PAGE TEXT -
◆ ◆ ◆ ◆ ◆ ◆ ◆
Solo Star is the debut studio album by American singer Solange, released by Columbia Records and Music World on December 26, 2002 in Japan and January 21, 2003 in the United States. It debuted and peaked at number forty-nine on the U.S. Billboard 200 and number twenty-three on the Top R&B/Hip-Hop Albums in early February 2003. The album produced two singles: "Feelin' You" (featuring N.O.R.E.) and "Crush" (later renamed to "Don't Fight the Feeling"). "Feelin' You" reached no. 73 on the Billboard Hot R&B/Hip Hop Songs chart.

Critical reception

William Ruhlmann of AllMusic gave the album three out of five stars saying: "Executive producer [Mathew] Knowles has surrounded Solange with a bevy of trendy writer/producers, including The Underdogs, Platinum Status, Timbaland, The Neptunes and Rockwilder, along with such guest stars as B2K and Lil' Romeo. The result is a state-of-the-art contemporary R&B album full of big beats, catchy choruses, and gimmicky production effects. But the nominal star of the show is lost somewhere in the mix. It doesn't help that the 16-year-old has a thin, undeveloped voice that is easily overwhelmed. Slant Magazine gave two out of five stars, saying: "The largely synthetic-sounding Solo Star follows the growing industry standard in which the focus is on production rather songwriting", also adding that Solange's voice is uncannily similar to Beyoncé's.
◆ ◆ ◆ ◆ ◆ ◆ ◆
SHORT TASK - Please continue the article above on Solange's album Solo Star, picking up after its last sentence.

DATASET EXTRACT -
◆ ◆ ◆ ◆ ◆ ◆ ◆
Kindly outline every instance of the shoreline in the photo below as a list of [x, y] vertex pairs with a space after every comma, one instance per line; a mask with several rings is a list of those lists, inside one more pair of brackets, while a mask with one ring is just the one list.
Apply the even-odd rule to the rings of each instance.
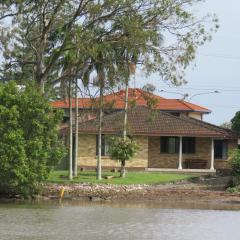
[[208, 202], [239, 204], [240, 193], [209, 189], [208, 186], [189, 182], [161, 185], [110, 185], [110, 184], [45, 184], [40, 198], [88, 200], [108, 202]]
◆ ◆ ◆ ◆ ◆ ◆ ◆
RESULT OF THIS EXERCISE -
Release and promotion
The album was released in December 2002 in Japan, while it was released in United States following month. It under-performed in the United States, selling 112,000 copies according to Nielsen SoundScan, and dropped off the chart five weeks after its debut. The only two singles released from the album, the N.O.R.E.-featured "Feelin' You (Part II)" and the Neptunes-produced "Crush" (also known as "Don't Fight the Feeling"), failed to chart on the Billboard Hot 100. The album is no longer in print and the online music website iTunes does not sell the album. A re-recording of "Crush", with vastly different instrumental and harmonies and featuring Papa Reu, was included on the movie soundtrack for The Fighting Temptations which stars Solange's sister Beyoncé. This re-recording was renamed "Don't Fight the Feeling" to match the movie poster's tagline. The album was promoted with the Solo Star Tour in 2003.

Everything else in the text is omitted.